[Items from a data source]
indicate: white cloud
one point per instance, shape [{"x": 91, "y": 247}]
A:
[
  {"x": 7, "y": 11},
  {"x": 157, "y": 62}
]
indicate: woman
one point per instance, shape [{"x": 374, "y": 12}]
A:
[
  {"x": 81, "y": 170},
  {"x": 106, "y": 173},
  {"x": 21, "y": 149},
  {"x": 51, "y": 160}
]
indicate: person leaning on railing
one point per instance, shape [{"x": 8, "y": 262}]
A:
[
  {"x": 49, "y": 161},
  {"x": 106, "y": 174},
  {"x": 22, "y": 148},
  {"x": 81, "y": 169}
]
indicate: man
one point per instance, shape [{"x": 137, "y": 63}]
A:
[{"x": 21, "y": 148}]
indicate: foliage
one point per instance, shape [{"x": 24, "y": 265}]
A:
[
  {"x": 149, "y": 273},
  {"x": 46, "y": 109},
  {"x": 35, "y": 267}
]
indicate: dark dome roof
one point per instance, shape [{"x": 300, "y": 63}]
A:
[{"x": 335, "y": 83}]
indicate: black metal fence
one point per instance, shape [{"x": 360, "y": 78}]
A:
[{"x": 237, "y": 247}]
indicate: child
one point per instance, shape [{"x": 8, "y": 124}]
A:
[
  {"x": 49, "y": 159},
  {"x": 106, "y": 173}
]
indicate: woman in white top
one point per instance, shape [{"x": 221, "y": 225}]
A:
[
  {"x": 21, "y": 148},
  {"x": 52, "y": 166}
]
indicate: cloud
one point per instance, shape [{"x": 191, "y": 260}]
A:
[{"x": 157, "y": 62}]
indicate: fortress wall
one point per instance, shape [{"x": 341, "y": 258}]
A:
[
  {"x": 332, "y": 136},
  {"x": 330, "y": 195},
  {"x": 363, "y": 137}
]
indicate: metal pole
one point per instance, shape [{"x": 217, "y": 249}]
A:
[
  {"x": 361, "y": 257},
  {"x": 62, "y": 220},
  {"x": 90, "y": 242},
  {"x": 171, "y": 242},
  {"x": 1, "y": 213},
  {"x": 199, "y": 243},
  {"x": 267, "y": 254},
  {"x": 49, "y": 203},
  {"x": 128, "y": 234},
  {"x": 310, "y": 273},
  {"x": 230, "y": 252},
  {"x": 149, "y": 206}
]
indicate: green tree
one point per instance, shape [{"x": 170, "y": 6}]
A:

> TASK DESCRIPTION
Transcribe the records above exactly.

> EXERCISE SOLUTION
indicate: white cloud
one point per instance, shape [{"x": 91, "y": 247}]
A:
[
  {"x": 7, "y": 11},
  {"x": 157, "y": 62}
]
indicate: woman
one point per instance, shape [{"x": 374, "y": 12}]
A:
[
  {"x": 81, "y": 170},
  {"x": 106, "y": 173},
  {"x": 21, "y": 149},
  {"x": 51, "y": 160}
]
indicate: person leaning on railing
one point per instance, shape [{"x": 8, "y": 262}]
A:
[
  {"x": 49, "y": 161},
  {"x": 106, "y": 174},
  {"x": 22, "y": 148},
  {"x": 81, "y": 169}
]
indicate: man
one point per instance, shape [{"x": 137, "y": 63}]
A:
[{"x": 21, "y": 148}]
indicate: foliage
one point per instance, shape [{"x": 24, "y": 265}]
A:
[
  {"x": 149, "y": 273},
  {"x": 46, "y": 109},
  {"x": 35, "y": 267}
]
indicate: dark dome roof
one point per instance, shape [{"x": 300, "y": 63}]
A:
[{"x": 335, "y": 83}]
indicate: black metal fence
one point per instance, shape [{"x": 360, "y": 78}]
A:
[{"x": 237, "y": 247}]
indicate: child
one point per instance, shape [{"x": 8, "y": 124}]
A:
[
  {"x": 49, "y": 159},
  {"x": 106, "y": 173}
]
indicate: woman in white top
one point per instance, shape [{"x": 221, "y": 225}]
A:
[
  {"x": 21, "y": 148},
  {"x": 52, "y": 166}
]
indicate: cloud
one point per instance, shape [{"x": 191, "y": 260}]
A:
[{"x": 157, "y": 62}]
indicate: fortress wall
one point per instance, shape [{"x": 341, "y": 258}]
A:
[
  {"x": 332, "y": 136},
  {"x": 330, "y": 195},
  {"x": 363, "y": 137}
]
indicate: metal pole
one point per instance, shape [{"x": 217, "y": 249}]
A:
[
  {"x": 361, "y": 257},
  {"x": 62, "y": 220},
  {"x": 90, "y": 242},
  {"x": 171, "y": 242},
  {"x": 1, "y": 213},
  {"x": 199, "y": 243},
  {"x": 267, "y": 254},
  {"x": 49, "y": 203},
  {"x": 128, "y": 234},
  {"x": 310, "y": 273},
  {"x": 230, "y": 252},
  {"x": 149, "y": 206}
]
indicate: green tree
one point per instance, shape [{"x": 170, "y": 6}]
A:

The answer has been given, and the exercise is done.